__Задание__. Перепишите дословно отрывок из рассказа о жизни фотографа: от слов "Я был самым" до слов "занимался только литературой." включительно.

__Исходный текст__.
Илья Ципин

БАЙКИ ИЗ ЖИЗНИ ФОТОГРАФА

Я был самым плохим учеником в классе. Директор школы вызывал мою маму, уверяя её, что в будущем я стану «холодным сапожником». Но его прогнозы не сбылись. Я стал фотожурналистом. Почему именно фото, а не пишущим? Моя безграмотность помешала им быть. В написании слов, вечно путал Е с И, О с А, и чтобы никто не мог это заметить, так изломал свой почерк, что и сам не мог разобраться в своей писанине.

Жалею ли, что столько лет фотоаппарат был для меня не только зарабатывающим на хлеб для пропитания, но и другом? Нет!!! Через его объектив я научился видеть мир по-другому, не так как, если бы я занимался только литературой.

Я не писатель, а журналист, рассказывающий то, что видел сам, потрогал своими руками. Писатель, как и актёр, в отличии от журналиста, может вселиться в своего героя. Почувствовать его изнутри. Мне, к сожалению, это не дано.

 

17-ти летним мальчишкой я поступил работать в фото студию на Арбате, мальчиком на подхвате у классиков русской фотографии Свищева-Паоло и Наппельбаума. Заряжал им в деревянные кассеты стеклянные пластинки, передвигал тяжеленные софиты и присматривался, как они снимают. Фотостудий тогда в Москве было только две - в проезде Художественного театра и наша на Арбате. Остальные - просто фотографии, в которых трудились не такие знаменитые мастера. В нашу студию поступил заказ из министерства Энергетики на фотосъёмку только что построенной и самой крупной в стране ЛЭП Москва - Куйбышев. Время для этого было выбрано не самое удачное - середина зимы. Но, как всегда, спешка. Снимки надо показать в ЦК. Для этой цели был арендован на две недели вертолёт. Экипаж его очень опытный. Проработал несколько лет на китобойной флотилии «Слава». Перебывал в самых сложных и опасных ситуациях.

В студии отобрали лучшего выездного фотографа, а я напросился к нему в помощники. Отсняв с воздуха участок ЛЭП, экипаж оставлял нас для ночёвки в каком-нибудь посёлке, а сам улетал на ближайший аэродром. Утром прилетал, и мы продолжали работу. Заканчивалась вторая неделя. В это утро выдалась неплохая погода. Мы уже заканчивали съёмку, но неожиданно набежали тучи, и разыгралась страшная пурга. Мы с моим шефом не испугались, зная об опытности экипажа. Но вдруг из пилотской выбежал бортмеханик и, крестом раскинув руки, улёгся на пол вертолёта. Нас тряхнуло и мы приземлились в глубокий сугроб в нескольких метрах от высоковольтной линии. Экипаж вышел из него, мы за ними. Лётчики молча стояли минут пятнадцать. Потом один спросил: «Ну, как себя чувствуете? Ведь мы были в одной секунде от смерти». Уже после мы узнали, что случилось. Спирт, полагающийся выливать на стекло в пилотской от замерзания, был весь выпит экипажем, и пилот, потеряв ориентацию решил падать. Высота небольшая, а винт сработает парашютом. В последнюю секунду штурман заметил, что падаем мы на линию передачи, и ударил по штурвалу. Мы приземлились в пяти метрах от смерти. Дальше лететь они не могли. Нервы отказали. Их била дрожь. Вертолёт бросили на ночь в степи, оставив бортмеханика вхолостую гонять двигатель, чтобы он не замёрз до утра, а сами отправились пешком до ближайшего посёлка.

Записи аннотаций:
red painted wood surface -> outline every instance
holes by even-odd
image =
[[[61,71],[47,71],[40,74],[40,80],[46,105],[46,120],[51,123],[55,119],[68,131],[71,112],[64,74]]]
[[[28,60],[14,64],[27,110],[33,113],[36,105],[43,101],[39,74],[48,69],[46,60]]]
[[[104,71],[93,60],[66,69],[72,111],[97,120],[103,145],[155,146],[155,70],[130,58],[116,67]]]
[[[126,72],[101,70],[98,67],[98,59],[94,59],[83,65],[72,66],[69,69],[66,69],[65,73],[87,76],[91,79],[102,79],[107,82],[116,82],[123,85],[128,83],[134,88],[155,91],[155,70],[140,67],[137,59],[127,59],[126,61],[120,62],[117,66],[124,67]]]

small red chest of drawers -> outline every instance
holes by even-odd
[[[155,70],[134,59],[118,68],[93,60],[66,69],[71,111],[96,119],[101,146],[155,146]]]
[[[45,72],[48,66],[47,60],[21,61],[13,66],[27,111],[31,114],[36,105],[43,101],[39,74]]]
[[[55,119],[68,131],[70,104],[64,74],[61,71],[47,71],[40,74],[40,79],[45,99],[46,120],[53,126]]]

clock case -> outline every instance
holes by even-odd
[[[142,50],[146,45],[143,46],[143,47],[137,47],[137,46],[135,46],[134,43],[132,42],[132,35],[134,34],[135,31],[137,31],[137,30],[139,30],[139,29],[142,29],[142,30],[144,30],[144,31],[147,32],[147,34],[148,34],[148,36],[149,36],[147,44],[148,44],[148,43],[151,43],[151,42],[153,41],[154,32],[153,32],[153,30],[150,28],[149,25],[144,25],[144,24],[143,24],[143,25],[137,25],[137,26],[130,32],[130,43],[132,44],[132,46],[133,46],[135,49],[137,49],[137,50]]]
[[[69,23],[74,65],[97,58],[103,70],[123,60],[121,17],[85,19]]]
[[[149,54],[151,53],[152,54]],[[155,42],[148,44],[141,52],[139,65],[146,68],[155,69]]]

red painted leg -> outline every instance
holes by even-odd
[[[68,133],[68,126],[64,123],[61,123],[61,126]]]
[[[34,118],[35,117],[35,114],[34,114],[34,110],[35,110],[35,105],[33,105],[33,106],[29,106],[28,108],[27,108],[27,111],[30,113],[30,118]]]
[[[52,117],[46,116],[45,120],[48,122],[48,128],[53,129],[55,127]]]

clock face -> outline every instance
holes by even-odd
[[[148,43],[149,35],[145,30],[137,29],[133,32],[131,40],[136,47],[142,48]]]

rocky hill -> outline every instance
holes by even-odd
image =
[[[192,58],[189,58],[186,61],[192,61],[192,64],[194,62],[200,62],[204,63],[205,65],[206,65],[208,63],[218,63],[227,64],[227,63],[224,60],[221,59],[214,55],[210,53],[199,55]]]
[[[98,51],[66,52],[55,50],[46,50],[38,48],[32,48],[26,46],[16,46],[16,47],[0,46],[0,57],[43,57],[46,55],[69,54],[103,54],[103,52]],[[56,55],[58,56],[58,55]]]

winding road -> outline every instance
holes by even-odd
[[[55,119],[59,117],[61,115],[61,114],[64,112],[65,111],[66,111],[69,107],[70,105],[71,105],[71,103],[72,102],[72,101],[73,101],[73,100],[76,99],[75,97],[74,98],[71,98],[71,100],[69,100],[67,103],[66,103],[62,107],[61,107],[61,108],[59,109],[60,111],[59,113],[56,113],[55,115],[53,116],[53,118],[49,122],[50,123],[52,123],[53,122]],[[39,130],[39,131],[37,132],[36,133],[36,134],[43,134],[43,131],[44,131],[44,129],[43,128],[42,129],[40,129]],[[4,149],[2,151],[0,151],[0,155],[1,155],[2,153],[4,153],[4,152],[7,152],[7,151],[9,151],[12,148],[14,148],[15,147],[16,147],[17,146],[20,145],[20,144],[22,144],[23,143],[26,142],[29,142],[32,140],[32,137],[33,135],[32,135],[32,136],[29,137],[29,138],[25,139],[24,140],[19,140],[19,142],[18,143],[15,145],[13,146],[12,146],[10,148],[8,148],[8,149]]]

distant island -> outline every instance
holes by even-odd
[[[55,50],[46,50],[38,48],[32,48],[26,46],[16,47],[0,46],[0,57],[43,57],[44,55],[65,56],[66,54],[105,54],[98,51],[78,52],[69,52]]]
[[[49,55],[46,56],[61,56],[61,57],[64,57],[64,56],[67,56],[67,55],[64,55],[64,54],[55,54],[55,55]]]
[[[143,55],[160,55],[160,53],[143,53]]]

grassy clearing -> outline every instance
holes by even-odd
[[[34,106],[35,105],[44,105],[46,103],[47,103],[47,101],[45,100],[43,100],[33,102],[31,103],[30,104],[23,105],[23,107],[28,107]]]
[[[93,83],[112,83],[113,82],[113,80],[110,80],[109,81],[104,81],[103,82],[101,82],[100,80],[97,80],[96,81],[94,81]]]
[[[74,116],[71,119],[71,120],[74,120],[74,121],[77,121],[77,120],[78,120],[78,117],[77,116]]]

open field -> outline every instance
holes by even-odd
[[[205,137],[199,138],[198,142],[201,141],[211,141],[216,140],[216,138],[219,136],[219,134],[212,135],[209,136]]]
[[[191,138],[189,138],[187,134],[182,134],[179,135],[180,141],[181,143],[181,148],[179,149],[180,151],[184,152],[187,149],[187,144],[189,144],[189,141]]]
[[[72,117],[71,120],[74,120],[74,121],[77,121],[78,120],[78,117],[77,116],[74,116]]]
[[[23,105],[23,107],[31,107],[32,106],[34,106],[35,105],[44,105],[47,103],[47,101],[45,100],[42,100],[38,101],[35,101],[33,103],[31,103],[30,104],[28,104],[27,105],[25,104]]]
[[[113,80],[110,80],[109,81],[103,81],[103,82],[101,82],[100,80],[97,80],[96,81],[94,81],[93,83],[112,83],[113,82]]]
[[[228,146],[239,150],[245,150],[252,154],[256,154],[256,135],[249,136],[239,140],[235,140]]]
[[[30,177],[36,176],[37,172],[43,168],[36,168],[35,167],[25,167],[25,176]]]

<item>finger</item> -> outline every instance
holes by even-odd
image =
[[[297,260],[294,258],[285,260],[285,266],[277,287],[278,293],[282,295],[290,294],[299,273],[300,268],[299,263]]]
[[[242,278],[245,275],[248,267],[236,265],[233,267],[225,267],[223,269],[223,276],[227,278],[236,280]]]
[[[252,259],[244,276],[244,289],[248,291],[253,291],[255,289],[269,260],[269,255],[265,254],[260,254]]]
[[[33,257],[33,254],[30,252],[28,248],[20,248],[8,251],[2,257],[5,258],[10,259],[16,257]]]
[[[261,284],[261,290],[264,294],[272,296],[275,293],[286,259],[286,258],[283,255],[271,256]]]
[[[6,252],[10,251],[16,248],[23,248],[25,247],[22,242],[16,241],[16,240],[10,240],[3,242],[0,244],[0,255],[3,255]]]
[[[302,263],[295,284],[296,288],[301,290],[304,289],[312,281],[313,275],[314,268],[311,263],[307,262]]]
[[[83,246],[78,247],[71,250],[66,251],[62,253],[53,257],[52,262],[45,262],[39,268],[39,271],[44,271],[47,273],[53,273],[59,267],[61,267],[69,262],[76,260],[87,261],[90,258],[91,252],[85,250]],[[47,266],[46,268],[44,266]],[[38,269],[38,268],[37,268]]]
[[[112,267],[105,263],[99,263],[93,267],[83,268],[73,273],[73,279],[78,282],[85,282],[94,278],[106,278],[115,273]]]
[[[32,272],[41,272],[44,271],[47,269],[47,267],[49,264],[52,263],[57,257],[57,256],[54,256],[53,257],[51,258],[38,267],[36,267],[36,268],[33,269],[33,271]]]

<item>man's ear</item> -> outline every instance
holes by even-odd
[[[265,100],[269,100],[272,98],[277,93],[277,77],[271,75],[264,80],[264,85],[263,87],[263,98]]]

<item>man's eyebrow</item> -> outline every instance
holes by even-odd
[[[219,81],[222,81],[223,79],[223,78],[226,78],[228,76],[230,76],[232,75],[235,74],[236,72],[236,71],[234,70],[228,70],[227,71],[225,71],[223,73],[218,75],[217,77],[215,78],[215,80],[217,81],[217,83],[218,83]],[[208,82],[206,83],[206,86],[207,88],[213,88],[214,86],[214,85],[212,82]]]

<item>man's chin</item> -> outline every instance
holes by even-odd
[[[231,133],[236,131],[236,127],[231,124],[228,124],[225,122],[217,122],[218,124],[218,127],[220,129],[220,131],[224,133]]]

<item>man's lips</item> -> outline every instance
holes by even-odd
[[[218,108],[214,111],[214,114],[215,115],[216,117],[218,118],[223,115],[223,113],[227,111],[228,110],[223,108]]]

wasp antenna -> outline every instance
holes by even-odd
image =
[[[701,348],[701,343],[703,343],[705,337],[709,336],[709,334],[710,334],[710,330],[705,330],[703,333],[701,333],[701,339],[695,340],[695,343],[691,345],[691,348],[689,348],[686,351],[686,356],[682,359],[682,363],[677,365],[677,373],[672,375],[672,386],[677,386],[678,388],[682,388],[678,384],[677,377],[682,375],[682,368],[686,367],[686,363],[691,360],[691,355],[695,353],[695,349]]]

__Правильный ответ__.
Я был самым плохим учеником в классе. Директор школы вызывал мою маму, уверяя её, что в будущем я стану «холодным сапожником». Но его прогнозы не сбылись. Я стал фотожурналистом. Почему именно фото, а не пишущим? Моя безграмотность помешала им быть. В написании слов, вечно путал Е с И, О с А, и чтобы никто не мог это заметить, так изломал свой почерк, что и сам не мог разобраться в своей писанине.

Жалею ли, что столько лет фотоаппарат был для меня не только зарабатывающим на хлеб для пропитания, но и другом? Нет!!! Через его объектив я научился видеть мир по-другому, не так как, если бы я занимался только литературой.